[Rows from a dataset]
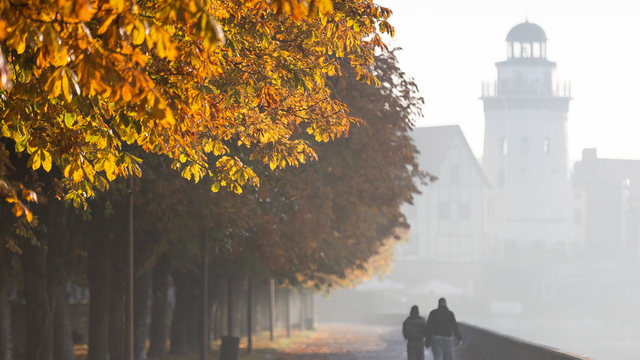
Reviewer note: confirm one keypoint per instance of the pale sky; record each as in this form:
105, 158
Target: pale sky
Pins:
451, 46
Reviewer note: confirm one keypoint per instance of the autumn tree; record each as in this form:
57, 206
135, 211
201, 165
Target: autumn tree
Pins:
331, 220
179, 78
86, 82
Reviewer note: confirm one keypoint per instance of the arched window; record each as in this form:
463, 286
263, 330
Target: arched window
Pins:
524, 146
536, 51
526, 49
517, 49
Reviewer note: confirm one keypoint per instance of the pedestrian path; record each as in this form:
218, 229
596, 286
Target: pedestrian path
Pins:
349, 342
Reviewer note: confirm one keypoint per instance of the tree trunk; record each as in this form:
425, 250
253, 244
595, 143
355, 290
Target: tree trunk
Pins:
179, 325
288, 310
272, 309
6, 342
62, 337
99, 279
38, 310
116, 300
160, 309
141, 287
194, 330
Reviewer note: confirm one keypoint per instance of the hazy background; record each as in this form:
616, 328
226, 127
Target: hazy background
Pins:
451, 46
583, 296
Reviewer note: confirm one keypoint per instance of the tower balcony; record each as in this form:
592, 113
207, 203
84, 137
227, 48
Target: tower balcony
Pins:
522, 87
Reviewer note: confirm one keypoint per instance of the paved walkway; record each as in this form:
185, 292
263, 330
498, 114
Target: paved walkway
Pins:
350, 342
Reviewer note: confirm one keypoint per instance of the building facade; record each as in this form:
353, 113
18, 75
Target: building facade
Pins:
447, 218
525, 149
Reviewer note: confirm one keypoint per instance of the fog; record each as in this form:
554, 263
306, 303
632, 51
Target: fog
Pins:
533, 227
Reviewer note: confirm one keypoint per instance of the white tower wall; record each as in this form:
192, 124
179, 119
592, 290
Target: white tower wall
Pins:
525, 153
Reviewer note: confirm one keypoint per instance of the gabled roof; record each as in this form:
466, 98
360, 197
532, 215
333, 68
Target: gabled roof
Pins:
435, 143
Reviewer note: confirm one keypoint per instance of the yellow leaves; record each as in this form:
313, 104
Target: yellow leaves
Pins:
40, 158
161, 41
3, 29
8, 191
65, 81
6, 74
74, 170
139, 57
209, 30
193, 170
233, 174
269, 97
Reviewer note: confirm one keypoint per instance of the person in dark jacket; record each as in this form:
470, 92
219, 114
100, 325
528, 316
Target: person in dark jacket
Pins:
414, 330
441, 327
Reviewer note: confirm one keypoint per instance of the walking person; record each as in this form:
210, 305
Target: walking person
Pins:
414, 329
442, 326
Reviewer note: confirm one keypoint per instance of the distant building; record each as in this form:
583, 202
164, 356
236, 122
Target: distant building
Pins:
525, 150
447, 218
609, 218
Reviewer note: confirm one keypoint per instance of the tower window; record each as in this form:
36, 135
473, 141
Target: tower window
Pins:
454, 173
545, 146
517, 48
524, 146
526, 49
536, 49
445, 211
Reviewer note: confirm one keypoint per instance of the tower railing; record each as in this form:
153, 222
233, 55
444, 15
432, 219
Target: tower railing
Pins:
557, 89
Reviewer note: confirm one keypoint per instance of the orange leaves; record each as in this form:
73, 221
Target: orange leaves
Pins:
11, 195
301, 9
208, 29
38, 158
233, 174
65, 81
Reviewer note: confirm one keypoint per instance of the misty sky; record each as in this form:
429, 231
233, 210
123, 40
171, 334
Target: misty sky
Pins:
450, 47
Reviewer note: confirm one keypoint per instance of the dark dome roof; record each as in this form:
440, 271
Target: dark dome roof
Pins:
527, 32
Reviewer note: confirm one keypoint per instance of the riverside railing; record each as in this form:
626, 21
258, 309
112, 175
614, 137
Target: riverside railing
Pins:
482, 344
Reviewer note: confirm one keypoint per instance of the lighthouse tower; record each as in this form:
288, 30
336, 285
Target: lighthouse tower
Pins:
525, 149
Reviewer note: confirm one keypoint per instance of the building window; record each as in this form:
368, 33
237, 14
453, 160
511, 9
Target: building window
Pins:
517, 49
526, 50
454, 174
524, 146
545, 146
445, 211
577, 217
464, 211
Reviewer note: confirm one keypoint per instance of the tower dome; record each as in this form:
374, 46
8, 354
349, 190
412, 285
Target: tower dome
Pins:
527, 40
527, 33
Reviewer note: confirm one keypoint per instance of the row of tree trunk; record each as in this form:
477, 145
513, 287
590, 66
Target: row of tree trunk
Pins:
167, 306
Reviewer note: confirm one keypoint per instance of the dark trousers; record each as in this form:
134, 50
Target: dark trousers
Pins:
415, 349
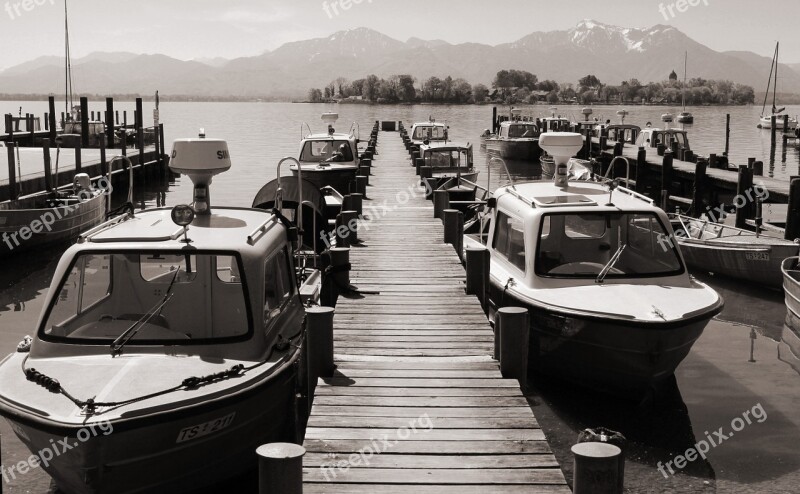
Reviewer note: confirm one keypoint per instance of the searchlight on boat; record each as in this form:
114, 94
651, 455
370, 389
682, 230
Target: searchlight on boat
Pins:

→ **To do**: Rewrite the lines of the material as a JSON list of strings, one string per line and no blank lines, covering all of the material. Leave the pictures out of the answer.

→ **Reply**:
[
  "Reviewer note: confirm one keypoint per instance of the pale sky; record each as in this form:",
  "105, 158",
  "Target: pale sky",
  "Pins:",
  "451, 46",
  "Reviewer note: confirm one keypoint per instance of the autumn tree; record each as in this form:",
  "57, 206",
  "135, 211",
  "201, 165",
  "Target: autumn tree",
  "Pins:",
  "331, 220",
  "179, 78",
  "86, 82",
  "Reviewer note: confirm one keypoint per instance of the arched window; record each as in this form:",
  "463, 286",
  "263, 330",
  "Target: arched window",
  "Pins:",
  "524, 146",
  "536, 51",
  "526, 49",
  "517, 49",
  "Reviewer note: confirm one keypoint per instance of the pedestrian path; record each as in this form:",
  "218, 229",
  "596, 286",
  "Target: pedestrian path",
  "Pins:",
  "349, 342",
  "Reviewer note: confirm one keypoint per instance of the tree trunk; record each as in this form:",
  "425, 250",
  "253, 244",
  "595, 143",
  "355, 290",
  "Target: tree trunk",
  "Pins:",
  "179, 325",
  "288, 310",
  "272, 309",
  "6, 342",
  "62, 337",
  "99, 279",
  "38, 310",
  "116, 300",
  "160, 309",
  "141, 287",
  "194, 330",
  "Reviewer note: confirm one keypoint per instance of the hazy background; record each as in this form:",
  "616, 328",
  "226, 127",
  "Target: hazy background",
  "Pins:",
  "451, 46",
  "583, 296",
  "Reviewer note: confirm one keypoint per instance of the tower balcony; record each as in this form:",
  "592, 113",
  "207, 203",
  "84, 137",
  "227, 48",
  "Target: tower balcony",
  "Pins:",
  "522, 87",
  "Reviewer note: confirm one keypoint per instance of the paved walkway; record each as in this form:",
  "185, 292",
  "263, 330",
  "498, 114",
  "Target: paved walkway",
  "Pins:",
  "350, 342",
  "Reviewer note: confirm one keypoint per instance of the building facade; record each as in this form:",
  "353, 113",
  "18, 75",
  "Target: building facade",
  "Pins:",
  "447, 218",
  "525, 149",
  "Reviewer note: confirm one keypoint per instance of the fog; record each as in this form:",
  "554, 263",
  "306, 303",
  "632, 51",
  "Target: fog",
  "Pins:",
  "533, 227",
  "Reviewer note: confirm one keypoint per instance of the white tower wall; record each as in this form:",
  "192, 124",
  "179, 119",
  "592, 290",
  "Target: white tower wall",
  "Pins:",
  "525, 153",
  "Reviewer note: confirm one keypoint per instance of the gabled roof; record each as in this form:",
  "466, 98",
  "360, 197",
  "532, 215",
  "333, 68",
  "Target: gabled roof",
  "Pins:",
  "435, 143",
  "Reviewer note: confirm one keypoint per instance of the yellow leaves; record each as in this form:",
  "313, 104",
  "Target: yellow leaves",
  "Pins:",
  "40, 158",
  "161, 41",
  "3, 29",
  "8, 191",
  "65, 81",
  "6, 74",
  "74, 170",
  "139, 57",
  "209, 30",
  "193, 170",
  "233, 174",
  "269, 97",
  "Reviewer note: confirm one keypoint per instance of the person in dark jacket; record each as in this form:",
  "470, 92",
  "219, 114",
  "100, 325",
  "528, 316",
  "Target: person in dark jacket",
  "Pins:",
  "414, 330",
  "441, 327",
  "Reviewer note: confirm one keypoint per instance of the walking person; record each as in this form:",
  "210, 305",
  "Target: walking person",
  "Pins:",
  "414, 329",
  "442, 326",
  "Reviewer note: confirm one keypoint per instance of the distant building; record each as in this form:",
  "583, 202",
  "164, 356",
  "236, 122",
  "Target: distant building",
  "Pins:",
  "525, 150",
  "447, 218",
  "609, 218",
  "Reviewer note: confirm one keypoint per instance of the tower window; record each as in this form:",
  "36, 135",
  "473, 141",
  "Target: tower window",
  "Pins:",
  "454, 173",
  "545, 146",
  "517, 48",
  "524, 146",
  "526, 49",
  "536, 49",
  "445, 211",
  "Reviewer note: confirm one keypoint per instance of the tower railing; record each as in this form:",
  "153, 222",
  "233, 55",
  "444, 15",
  "432, 219",
  "Target: tower railing",
  "Pins:",
  "557, 89",
  "Reviewer note: confirm one keypoint per instance of the orange leaves; record each as in this form:",
  "73, 221",
  "Target: orange leaves",
  "Pins:",
  "11, 195",
  "301, 9",
  "208, 29",
  "38, 158",
  "233, 174",
  "65, 81",
  "Reviewer note: confirm one keypoint per instance of the misty sky; record each as in this form:",
  "429, 231",
  "233, 210",
  "123, 40",
  "171, 334",
  "Target: misty sky",
  "Pins:",
  "450, 47",
  "Reviewer note: confirm one keypoint per instance of the dark dome roof; record each as in this form:",
  "440, 271",
  "Target: dark dome roof",
  "Pins:",
  "527, 32",
  "Reviewer note: confirm one keypoint per instance of the riverside railing; record each as in this form:",
  "626, 21",
  "258, 309",
  "112, 175",
  "614, 137",
  "Target: riverside railing",
  "Pins:",
  "482, 344",
  "Reviewer note: confirm one keypoint per instance of the lighthouse tower; record each as in this form:",
  "288, 30",
  "336, 285",
  "Target: lighthouse tower",
  "Pins:",
  "525, 149",
  "Reviewer note: confirm one keypoint per instance of the building window; record each as in this form:",
  "368, 33",
  "237, 14",
  "453, 160",
  "511, 9",
  "Target: building window",
  "Pins:",
  "517, 49",
  "526, 50",
  "454, 174",
  "524, 146",
  "545, 146",
  "445, 211",
  "577, 217",
  "464, 211",
  "Reviewer note: confirm one keypoint per instance of the tower dome; record each as in this form:",
  "374, 46",
  "8, 354",
  "349, 190",
  "412, 285",
  "Target: tower dome",
  "Pins:",
  "527, 40",
  "527, 33",
  "Reviewer note: confirm one keypoint per instance of the row of tree trunk; record each as in this form:",
  "477, 145",
  "513, 287",
  "590, 66",
  "Target: row of tree trunk",
  "Pins:",
  "167, 306",
  "Reviewer note: confirm one keypoint per instance of the dark trousers; record each as in this form:",
  "134, 50",
  "Target: dark trousers",
  "Pins:",
  "415, 349",
  "Reviewer note: confirm one keypoint per instance of the searchlight on boat; record each as in this form:",
  "114, 94",
  "651, 455",
  "370, 389",
  "682, 230",
  "Target: searchlight on boat",
  "Pins:"
]